Description of the task:
Starting at the line that contains "of the shrub", copy each line through the final one exactly as written.

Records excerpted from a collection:
....................
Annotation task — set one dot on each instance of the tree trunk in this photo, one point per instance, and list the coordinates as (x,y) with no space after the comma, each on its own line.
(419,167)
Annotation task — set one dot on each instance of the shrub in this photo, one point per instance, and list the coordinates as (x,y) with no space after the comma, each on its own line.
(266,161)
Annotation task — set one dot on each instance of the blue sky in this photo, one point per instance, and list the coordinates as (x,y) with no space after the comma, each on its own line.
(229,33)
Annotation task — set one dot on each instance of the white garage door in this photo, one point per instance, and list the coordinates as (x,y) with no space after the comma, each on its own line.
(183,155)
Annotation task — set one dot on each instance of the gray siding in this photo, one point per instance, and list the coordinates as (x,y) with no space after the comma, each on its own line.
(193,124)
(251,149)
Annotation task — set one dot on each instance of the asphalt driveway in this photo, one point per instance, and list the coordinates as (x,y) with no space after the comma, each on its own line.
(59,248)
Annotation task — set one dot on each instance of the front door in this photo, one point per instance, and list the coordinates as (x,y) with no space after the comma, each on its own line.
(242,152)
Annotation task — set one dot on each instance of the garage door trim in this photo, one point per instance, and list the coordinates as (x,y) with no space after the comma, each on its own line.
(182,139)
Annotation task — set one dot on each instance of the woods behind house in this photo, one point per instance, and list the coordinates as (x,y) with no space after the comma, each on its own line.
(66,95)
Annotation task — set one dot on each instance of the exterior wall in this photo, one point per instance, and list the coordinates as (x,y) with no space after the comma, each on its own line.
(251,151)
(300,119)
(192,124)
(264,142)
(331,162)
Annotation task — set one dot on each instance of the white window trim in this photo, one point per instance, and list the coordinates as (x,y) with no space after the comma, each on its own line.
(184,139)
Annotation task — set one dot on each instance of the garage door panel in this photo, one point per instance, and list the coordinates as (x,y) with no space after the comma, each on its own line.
....................
Output of the exercise:
Annotation task — set one dot on each instance of the shrub in this photo, one point per instance, and list the coordinates as (x,y) with no space after the comma, each on its own line.
(266,161)
Annotation task — set one dot on each instance of the blue sky in this photo, one point per instance, and list the coordinates as (x,y) with no space after the comma, each on its own line.
(229,33)
Annotation task — set one dot on each instance of the white garage door in this photo, one point per instance, and list the coordinates as (x,y) with no space after the comma, each on its own line.
(183,155)
Annotation task — set one dot on each instance of the gray siding in this photo, one point per instance, and list the coordinates as (x,y) with no space after the comma, each on its own line.
(193,124)
(251,149)
Annotation task — set one dot on each instance of the asphalt driveway in this photo, one point per instance, and list the coordinates as (x,y) with no space after the comma, each on its own line.
(59,248)
Annotation task — set one dot on each instance of the front door in this photo, one point per instance, and list the coordinates as (x,y) with no space after the comma, each on its own line.
(242,152)
Annotation task — set one dot on each instance of the garage door trim in this photo, one point per instance, and list the coordinates as (x,y) with no space after the comma, each on its own line.
(182,139)
Annotation task — set one dot on each instance of the woods behind house in this photo, one point per instance, and list the coordinates as (x,y) with no space after the comma, each on its own line.
(66,95)
Annotation task — set one dot on each instance of the exterior wall in this photo, one point per instance, and list the coordinates as (x,y) with no space after the comma, each on its own line.
(251,151)
(300,119)
(192,124)
(264,142)
(331,162)
Annotation task — set one dot on each instance of the white window trim in this photo, one point per instance, and list the coordinates as (x,y) with no space after the comma, each on its own line.
(184,139)
Annotation task — set one dot on each instance of the garage door panel in this photo, one point per instance, and list the coordinates as (x,y) with no space after the comma, each on its own line.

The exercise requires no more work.